Aim: Count the lines below that contain the word "striped" and reply with only that number.

-.-.-

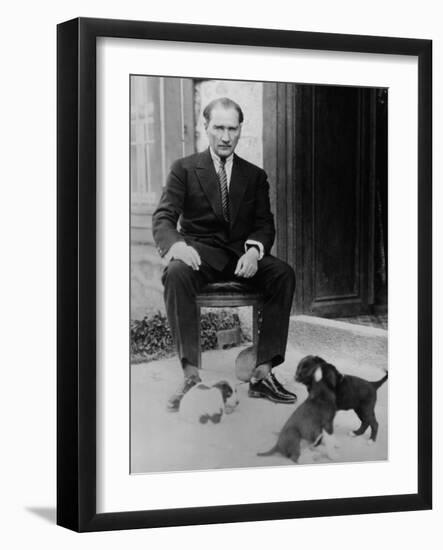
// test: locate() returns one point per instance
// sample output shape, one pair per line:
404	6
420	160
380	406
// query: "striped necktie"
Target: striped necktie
223	179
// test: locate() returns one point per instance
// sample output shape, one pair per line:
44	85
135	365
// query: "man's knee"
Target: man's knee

-.-.-

Output for this task: 2